• _INSTRUCTIONS TO FOLLOW_:
Skip every picture and copy only the lines from the one containing "Indicate the glass bowl of shredded" to the final line of the records below.

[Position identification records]
^^^^^^^^^^^^^^^^

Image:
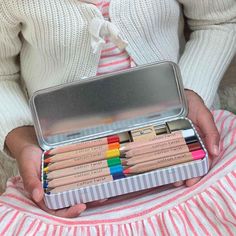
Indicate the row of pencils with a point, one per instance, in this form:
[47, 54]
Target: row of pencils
[106, 159]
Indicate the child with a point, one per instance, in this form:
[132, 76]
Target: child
[45, 43]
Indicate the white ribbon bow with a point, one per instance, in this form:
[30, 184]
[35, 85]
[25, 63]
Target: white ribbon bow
[100, 28]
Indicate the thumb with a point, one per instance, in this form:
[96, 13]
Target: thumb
[210, 132]
[33, 186]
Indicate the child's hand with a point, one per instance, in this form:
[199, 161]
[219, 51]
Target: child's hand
[203, 121]
[22, 144]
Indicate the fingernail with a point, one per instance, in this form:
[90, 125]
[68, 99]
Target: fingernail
[36, 195]
[215, 150]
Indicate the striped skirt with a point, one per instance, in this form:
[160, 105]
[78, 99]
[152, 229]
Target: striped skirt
[207, 208]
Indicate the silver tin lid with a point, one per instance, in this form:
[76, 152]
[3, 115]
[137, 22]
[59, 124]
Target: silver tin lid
[104, 105]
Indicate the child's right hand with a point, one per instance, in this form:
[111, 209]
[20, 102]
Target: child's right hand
[22, 144]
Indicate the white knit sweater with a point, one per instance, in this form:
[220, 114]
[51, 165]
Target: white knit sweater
[46, 42]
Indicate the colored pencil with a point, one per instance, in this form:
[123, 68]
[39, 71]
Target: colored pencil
[188, 135]
[83, 176]
[76, 154]
[164, 162]
[88, 158]
[81, 145]
[82, 168]
[156, 155]
[86, 183]
[162, 146]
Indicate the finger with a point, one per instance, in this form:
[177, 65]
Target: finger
[209, 132]
[31, 180]
[179, 183]
[33, 186]
[70, 212]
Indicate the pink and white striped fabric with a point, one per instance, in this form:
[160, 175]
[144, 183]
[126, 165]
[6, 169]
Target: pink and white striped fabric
[112, 58]
[207, 208]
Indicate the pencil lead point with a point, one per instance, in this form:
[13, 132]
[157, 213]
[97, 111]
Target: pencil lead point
[126, 171]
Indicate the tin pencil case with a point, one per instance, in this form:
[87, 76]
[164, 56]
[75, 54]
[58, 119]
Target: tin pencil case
[108, 105]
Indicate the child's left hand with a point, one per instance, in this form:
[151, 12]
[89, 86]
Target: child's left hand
[203, 121]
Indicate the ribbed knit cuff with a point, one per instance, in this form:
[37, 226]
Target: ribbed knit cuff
[205, 60]
[14, 110]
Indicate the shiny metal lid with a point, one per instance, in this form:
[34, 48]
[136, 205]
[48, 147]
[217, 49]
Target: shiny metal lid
[108, 104]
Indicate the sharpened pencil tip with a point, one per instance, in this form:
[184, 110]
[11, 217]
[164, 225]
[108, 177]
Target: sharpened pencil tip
[48, 160]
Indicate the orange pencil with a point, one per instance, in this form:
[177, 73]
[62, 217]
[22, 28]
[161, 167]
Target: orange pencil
[87, 158]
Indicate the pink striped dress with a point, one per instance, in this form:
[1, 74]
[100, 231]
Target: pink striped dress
[207, 208]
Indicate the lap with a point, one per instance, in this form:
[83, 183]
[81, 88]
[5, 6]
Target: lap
[161, 211]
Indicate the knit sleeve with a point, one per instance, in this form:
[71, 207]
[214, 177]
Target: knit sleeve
[14, 109]
[211, 46]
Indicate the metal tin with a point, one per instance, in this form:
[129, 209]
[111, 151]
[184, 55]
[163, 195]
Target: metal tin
[104, 105]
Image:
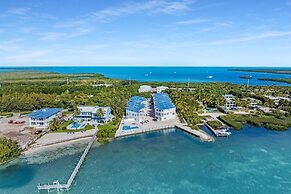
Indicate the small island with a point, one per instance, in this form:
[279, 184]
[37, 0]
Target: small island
[283, 80]
[72, 101]
[277, 71]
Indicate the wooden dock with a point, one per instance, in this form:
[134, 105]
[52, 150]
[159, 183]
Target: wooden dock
[56, 184]
[197, 133]
[217, 133]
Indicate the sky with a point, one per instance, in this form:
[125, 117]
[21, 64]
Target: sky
[145, 33]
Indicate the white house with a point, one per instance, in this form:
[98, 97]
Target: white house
[90, 113]
[229, 101]
[163, 107]
[145, 88]
[42, 118]
[136, 108]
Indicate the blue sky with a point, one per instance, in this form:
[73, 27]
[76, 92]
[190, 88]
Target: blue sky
[156, 32]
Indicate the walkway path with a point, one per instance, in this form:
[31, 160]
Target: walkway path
[56, 184]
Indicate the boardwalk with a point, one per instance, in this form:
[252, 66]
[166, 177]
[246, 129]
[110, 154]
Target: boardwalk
[198, 133]
[218, 132]
[57, 185]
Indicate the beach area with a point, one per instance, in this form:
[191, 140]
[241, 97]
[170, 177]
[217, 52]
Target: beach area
[56, 140]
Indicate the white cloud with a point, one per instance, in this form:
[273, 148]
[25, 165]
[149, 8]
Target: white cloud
[27, 55]
[263, 35]
[153, 6]
[52, 36]
[193, 21]
[49, 36]
[19, 11]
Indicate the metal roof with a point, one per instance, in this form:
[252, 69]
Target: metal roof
[136, 104]
[44, 113]
[162, 101]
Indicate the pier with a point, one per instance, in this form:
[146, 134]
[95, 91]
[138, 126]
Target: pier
[197, 133]
[56, 184]
[218, 132]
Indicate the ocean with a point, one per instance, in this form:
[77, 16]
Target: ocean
[170, 74]
[253, 161]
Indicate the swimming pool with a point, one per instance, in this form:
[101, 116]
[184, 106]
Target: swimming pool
[75, 125]
[129, 127]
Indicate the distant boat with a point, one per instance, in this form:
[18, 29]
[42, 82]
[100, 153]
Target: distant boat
[245, 77]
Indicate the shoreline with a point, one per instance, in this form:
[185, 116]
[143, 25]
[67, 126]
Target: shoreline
[52, 140]
[32, 150]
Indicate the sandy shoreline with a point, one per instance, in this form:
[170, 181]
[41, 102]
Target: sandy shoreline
[55, 140]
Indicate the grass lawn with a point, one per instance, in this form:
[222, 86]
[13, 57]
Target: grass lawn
[63, 128]
[214, 124]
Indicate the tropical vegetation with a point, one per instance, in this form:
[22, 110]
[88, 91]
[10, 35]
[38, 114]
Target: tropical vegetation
[9, 149]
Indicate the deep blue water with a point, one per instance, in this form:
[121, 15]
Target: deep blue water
[173, 74]
[253, 161]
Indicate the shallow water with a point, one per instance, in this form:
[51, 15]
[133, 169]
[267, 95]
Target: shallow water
[171, 74]
[253, 160]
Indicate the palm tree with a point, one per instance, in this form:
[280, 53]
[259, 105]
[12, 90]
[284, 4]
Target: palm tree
[100, 113]
[54, 124]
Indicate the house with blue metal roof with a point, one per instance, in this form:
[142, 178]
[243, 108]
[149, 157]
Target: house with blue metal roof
[90, 114]
[136, 108]
[42, 118]
[163, 107]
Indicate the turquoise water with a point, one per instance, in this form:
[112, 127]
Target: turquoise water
[253, 160]
[170, 74]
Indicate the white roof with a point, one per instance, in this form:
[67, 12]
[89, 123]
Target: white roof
[92, 109]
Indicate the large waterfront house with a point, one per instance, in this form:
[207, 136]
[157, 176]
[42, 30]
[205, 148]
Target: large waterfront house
[163, 107]
[42, 118]
[160, 89]
[229, 101]
[146, 88]
[94, 114]
[136, 108]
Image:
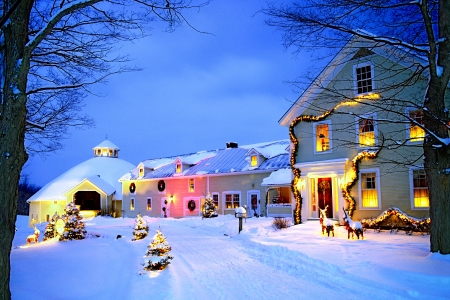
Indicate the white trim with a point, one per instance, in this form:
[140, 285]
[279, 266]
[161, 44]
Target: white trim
[224, 193]
[372, 74]
[330, 137]
[377, 187]
[375, 129]
[411, 188]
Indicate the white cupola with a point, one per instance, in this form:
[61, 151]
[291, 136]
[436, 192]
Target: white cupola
[106, 148]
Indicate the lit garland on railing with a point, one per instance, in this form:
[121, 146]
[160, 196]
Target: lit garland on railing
[351, 203]
[296, 172]
[418, 224]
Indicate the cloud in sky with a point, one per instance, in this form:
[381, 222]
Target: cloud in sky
[195, 92]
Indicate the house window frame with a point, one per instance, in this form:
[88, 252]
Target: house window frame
[375, 130]
[191, 186]
[149, 203]
[216, 202]
[408, 127]
[355, 77]
[377, 187]
[412, 188]
[232, 193]
[330, 135]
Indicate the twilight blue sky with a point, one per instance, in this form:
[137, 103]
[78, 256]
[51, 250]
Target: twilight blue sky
[196, 91]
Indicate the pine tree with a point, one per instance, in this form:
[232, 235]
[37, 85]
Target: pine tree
[209, 210]
[158, 253]
[140, 228]
[50, 229]
[74, 229]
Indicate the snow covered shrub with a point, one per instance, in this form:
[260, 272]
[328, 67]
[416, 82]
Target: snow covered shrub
[280, 223]
[74, 228]
[140, 228]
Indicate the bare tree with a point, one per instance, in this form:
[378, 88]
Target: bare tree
[51, 53]
[418, 28]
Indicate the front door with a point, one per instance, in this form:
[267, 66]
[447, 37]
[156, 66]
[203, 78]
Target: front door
[253, 204]
[325, 196]
[165, 208]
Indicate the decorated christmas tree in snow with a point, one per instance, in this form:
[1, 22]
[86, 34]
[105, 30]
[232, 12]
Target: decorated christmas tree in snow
[140, 228]
[74, 226]
[209, 210]
[157, 256]
[50, 229]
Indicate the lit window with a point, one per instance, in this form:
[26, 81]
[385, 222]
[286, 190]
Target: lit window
[322, 138]
[191, 185]
[232, 200]
[369, 192]
[416, 133]
[254, 161]
[216, 200]
[366, 132]
[363, 79]
[420, 186]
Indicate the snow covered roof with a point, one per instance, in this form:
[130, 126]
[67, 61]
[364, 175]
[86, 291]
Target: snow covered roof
[106, 144]
[101, 171]
[222, 161]
[278, 178]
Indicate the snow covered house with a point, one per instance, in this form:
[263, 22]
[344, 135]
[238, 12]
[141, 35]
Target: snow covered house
[234, 176]
[357, 135]
[93, 186]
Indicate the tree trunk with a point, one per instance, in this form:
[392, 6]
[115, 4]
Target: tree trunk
[14, 68]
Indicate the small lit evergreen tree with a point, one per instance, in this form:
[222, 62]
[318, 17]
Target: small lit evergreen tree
[140, 228]
[50, 229]
[74, 228]
[209, 210]
[157, 256]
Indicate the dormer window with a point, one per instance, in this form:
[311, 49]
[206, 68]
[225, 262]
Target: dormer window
[253, 161]
[364, 83]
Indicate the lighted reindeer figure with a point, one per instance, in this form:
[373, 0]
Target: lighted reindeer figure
[353, 227]
[33, 237]
[327, 224]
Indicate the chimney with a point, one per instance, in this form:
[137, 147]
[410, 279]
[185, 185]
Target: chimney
[232, 145]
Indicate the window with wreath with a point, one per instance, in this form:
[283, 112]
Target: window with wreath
[363, 78]
[366, 131]
[322, 134]
[232, 200]
[420, 189]
[149, 203]
[191, 185]
[416, 132]
[369, 190]
[254, 161]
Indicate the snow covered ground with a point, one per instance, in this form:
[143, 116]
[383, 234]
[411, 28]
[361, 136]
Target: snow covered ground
[212, 261]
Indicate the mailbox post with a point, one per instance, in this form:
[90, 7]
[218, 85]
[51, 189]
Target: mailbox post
[240, 213]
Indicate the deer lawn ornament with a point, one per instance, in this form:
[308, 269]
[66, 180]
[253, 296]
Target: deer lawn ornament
[33, 237]
[353, 227]
[327, 224]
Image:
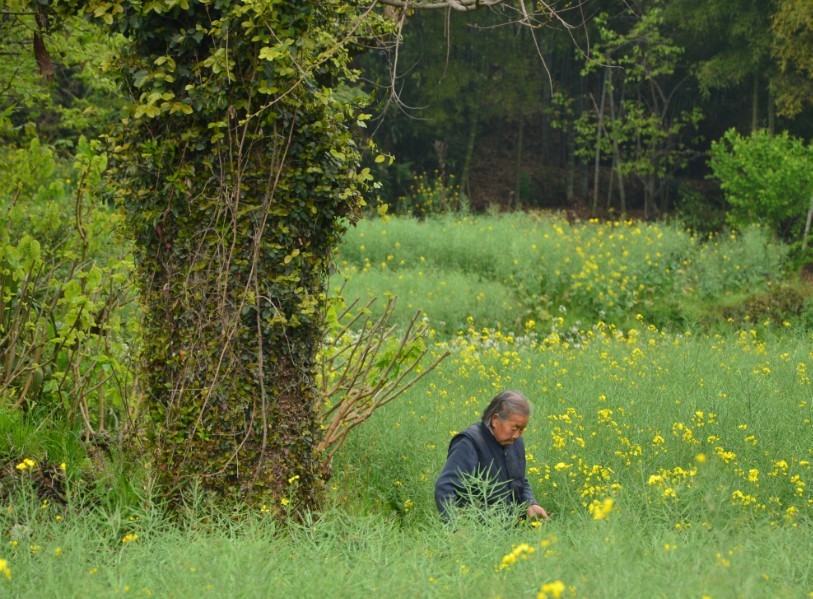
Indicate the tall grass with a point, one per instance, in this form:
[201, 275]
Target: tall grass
[503, 270]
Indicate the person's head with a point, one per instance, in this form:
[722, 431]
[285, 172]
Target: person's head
[507, 416]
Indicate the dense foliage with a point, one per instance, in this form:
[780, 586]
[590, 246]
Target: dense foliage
[226, 135]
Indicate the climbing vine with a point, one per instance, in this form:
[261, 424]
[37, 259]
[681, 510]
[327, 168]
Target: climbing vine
[239, 172]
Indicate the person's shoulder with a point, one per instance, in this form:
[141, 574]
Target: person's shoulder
[472, 434]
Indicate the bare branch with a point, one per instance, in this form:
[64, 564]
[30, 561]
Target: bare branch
[459, 5]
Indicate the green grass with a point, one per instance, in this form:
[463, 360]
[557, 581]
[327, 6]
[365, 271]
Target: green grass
[702, 440]
[503, 270]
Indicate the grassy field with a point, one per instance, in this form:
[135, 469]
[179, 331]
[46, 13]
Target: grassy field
[676, 461]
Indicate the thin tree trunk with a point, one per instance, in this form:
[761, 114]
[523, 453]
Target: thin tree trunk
[755, 104]
[518, 178]
[470, 143]
[807, 225]
[570, 167]
[599, 129]
[622, 196]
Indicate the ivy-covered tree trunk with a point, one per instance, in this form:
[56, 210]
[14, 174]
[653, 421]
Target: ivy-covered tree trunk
[241, 175]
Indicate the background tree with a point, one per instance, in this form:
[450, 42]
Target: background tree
[793, 29]
[767, 179]
[635, 122]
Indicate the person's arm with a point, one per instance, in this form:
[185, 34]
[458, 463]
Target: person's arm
[534, 509]
[462, 459]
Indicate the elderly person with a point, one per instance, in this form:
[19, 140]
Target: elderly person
[493, 448]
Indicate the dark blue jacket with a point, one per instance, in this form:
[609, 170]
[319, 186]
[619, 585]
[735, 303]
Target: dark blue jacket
[476, 451]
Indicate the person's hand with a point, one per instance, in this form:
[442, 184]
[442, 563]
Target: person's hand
[537, 511]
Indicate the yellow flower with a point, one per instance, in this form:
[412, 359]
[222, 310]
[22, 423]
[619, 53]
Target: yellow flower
[600, 509]
[25, 464]
[551, 590]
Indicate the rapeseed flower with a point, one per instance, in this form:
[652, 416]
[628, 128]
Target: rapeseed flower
[551, 590]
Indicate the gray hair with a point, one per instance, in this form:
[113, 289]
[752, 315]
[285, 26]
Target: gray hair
[505, 404]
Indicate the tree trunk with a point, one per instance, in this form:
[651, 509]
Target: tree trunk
[599, 131]
[237, 196]
[518, 199]
[755, 103]
[622, 196]
[470, 145]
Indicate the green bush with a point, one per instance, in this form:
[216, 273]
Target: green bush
[65, 324]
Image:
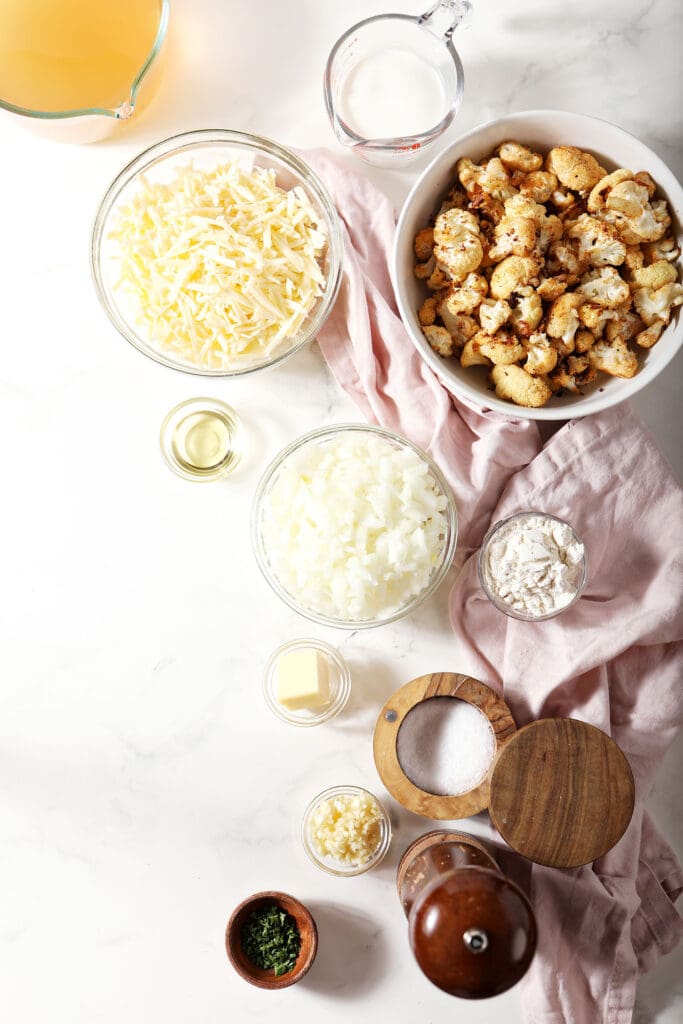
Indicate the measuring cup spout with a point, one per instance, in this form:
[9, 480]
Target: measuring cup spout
[444, 16]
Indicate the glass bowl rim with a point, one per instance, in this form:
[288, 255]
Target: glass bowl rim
[291, 718]
[172, 146]
[506, 608]
[385, 827]
[438, 572]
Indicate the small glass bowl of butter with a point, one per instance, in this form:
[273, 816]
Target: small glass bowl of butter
[306, 682]
[345, 830]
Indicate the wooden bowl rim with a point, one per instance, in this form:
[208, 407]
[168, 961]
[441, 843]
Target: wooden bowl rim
[400, 704]
[290, 904]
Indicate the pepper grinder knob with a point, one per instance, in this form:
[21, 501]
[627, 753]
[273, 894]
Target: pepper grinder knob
[471, 929]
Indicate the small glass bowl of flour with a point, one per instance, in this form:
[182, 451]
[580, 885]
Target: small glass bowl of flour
[532, 565]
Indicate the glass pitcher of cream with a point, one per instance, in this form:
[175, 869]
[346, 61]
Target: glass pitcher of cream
[75, 70]
[394, 82]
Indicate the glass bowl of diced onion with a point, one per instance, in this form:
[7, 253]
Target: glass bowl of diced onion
[217, 253]
[345, 830]
[353, 525]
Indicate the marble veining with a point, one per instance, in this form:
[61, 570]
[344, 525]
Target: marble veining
[144, 786]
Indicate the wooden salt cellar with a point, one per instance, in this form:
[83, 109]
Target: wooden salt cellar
[471, 929]
[560, 792]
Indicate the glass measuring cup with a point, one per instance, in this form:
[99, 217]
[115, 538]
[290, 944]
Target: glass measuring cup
[397, 60]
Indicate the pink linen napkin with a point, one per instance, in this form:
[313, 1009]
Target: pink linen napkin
[613, 659]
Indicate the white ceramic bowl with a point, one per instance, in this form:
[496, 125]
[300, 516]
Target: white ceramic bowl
[542, 129]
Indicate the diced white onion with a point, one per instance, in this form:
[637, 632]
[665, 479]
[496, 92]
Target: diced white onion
[353, 527]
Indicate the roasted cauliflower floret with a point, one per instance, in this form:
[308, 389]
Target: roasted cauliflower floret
[519, 158]
[656, 304]
[668, 249]
[522, 260]
[552, 288]
[643, 178]
[518, 386]
[457, 244]
[624, 325]
[614, 358]
[471, 354]
[604, 287]
[594, 317]
[460, 326]
[572, 375]
[427, 311]
[502, 348]
[563, 258]
[634, 258]
[563, 317]
[511, 274]
[541, 356]
[493, 314]
[424, 270]
[583, 340]
[653, 275]
[439, 339]
[561, 200]
[493, 178]
[629, 208]
[650, 335]
[526, 311]
[539, 185]
[465, 297]
[424, 244]
[574, 168]
[596, 201]
[514, 236]
[598, 243]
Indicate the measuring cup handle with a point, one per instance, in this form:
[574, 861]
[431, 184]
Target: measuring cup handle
[444, 16]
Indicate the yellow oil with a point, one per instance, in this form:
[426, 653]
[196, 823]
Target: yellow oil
[74, 54]
[202, 439]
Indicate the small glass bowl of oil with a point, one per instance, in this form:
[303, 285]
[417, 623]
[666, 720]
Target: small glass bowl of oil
[202, 439]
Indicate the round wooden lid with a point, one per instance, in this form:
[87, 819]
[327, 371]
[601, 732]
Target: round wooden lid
[472, 932]
[561, 793]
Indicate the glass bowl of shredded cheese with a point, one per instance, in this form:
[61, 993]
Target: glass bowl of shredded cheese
[353, 525]
[217, 253]
[345, 830]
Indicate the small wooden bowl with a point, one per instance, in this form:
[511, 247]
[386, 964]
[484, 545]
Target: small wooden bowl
[307, 933]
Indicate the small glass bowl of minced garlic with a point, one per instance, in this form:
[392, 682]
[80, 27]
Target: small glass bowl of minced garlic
[345, 830]
[306, 682]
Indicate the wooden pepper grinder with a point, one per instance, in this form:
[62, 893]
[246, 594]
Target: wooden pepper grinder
[471, 929]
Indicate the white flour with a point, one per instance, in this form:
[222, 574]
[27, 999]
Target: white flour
[535, 564]
[445, 745]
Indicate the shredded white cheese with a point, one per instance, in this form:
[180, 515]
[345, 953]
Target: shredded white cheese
[220, 266]
[346, 828]
[353, 527]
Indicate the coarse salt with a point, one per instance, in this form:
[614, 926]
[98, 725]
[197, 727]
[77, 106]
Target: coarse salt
[445, 745]
[535, 563]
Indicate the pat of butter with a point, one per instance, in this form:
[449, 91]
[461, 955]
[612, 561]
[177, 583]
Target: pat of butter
[303, 681]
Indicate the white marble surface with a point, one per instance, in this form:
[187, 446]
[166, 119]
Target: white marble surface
[144, 788]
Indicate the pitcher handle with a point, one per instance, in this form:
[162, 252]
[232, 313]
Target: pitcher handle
[444, 16]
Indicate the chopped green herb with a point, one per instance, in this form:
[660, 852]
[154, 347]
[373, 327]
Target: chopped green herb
[270, 939]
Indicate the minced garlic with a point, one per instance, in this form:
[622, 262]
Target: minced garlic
[347, 828]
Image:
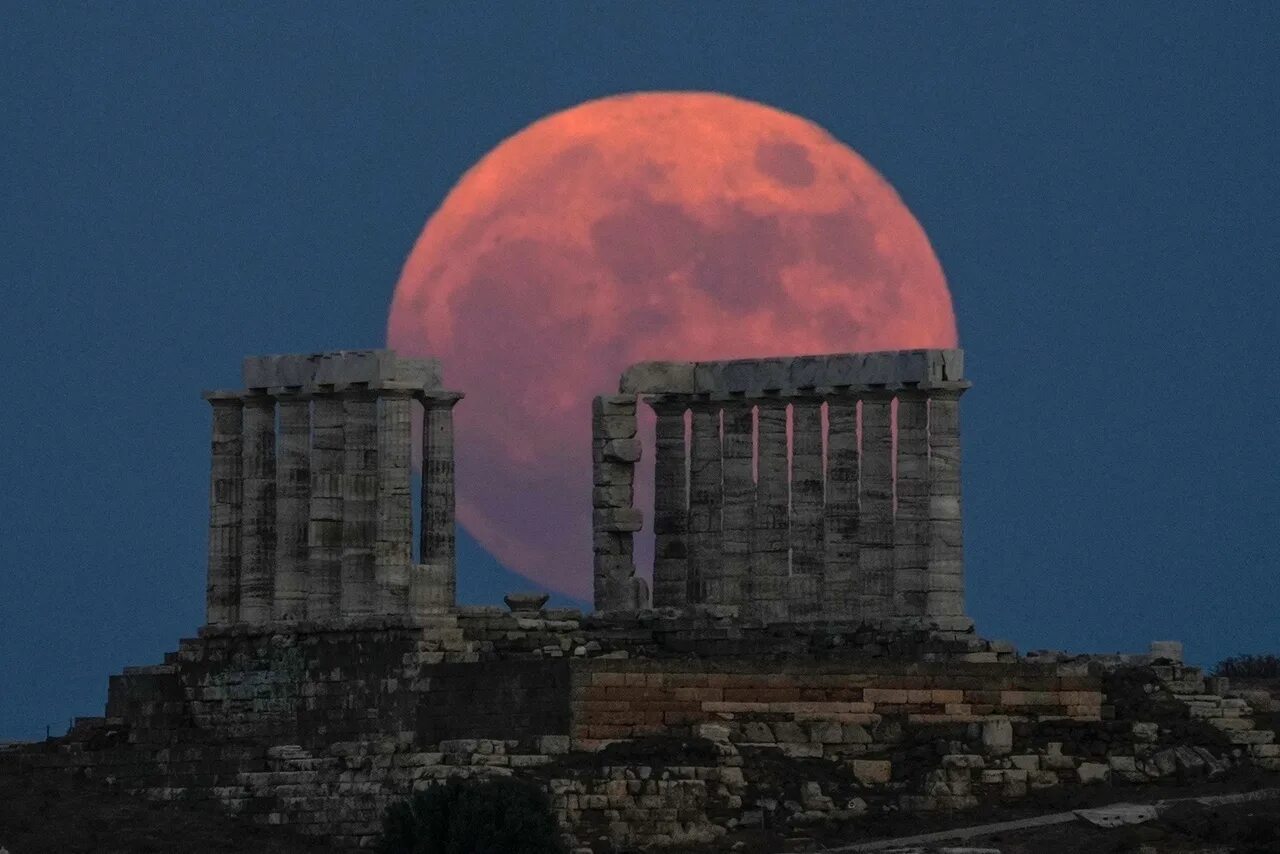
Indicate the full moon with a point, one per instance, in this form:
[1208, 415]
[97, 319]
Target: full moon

^^^^^^^^^^^^^^^^

• _THE ANSWER_:
Indicate the glass bowl of shredded cheese with a point, one per instance, in this form:
[61, 993]
Target: glass bowl of shredded cheese
[353, 525]
[217, 253]
[345, 830]
Indicate the small wooden bowl with a point, one per instance, in this form:
[511, 247]
[386, 964]
[484, 545]
Target: small wooden bowl
[307, 933]
Indicate the small glass bowl of minced garlic with a point, one per instance, in this form:
[392, 682]
[80, 27]
Target: small glass bowl of minced garlic
[345, 830]
[306, 682]
Indicate the wooden pepper grinder with a point, one per instance, in this form:
[62, 893]
[246, 594]
Target: wooden pepper grinder
[471, 929]
Indicate the white flour with a point, one per instance, in this form:
[222, 574]
[27, 999]
Target: white flour
[535, 564]
[445, 745]
Indicate the shredded white cheese with a point, one per instance, in this form:
[180, 515]
[345, 953]
Target: shredded white cheese
[220, 266]
[346, 828]
[353, 527]
Indicate the coarse salt with a point, one per instance, in this form:
[614, 926]
[98, 725]
[197, 727]
[77, 106]
Target: coarse salt
[445, 745]
[535, 563]
Indicate the pat of butter with a point, one per instance, in this form:
[449, 91]
[461, 955]
[612, 561]
[177, 583]
Target: pat of butter
[303, 681]
Indicate the white marble surface with a point, one per instance, in this form:
[187, 446]
[166, 119]
Target: white marble surface
[144, 788]
Indicate the pitcher handle with a point, one per instance, in this form:
[162, 252]
[232, 313]
Target: pitcher handle
[444, 16]
Indicate the chopped green herb with a point, one per instance, in this form:
[660, 852]
[154, 347]
[373, 327]
Target: chopped green herb
[270, 939]
Indicate the minced garlic with a point, one per instance, in this form:
[622, 262]
Target: minced garlic
[347, 828]
Image:
Indicate the full moon with a point, one per instance, in this form:
[1208, 415]
[97, 319]
Target: full moon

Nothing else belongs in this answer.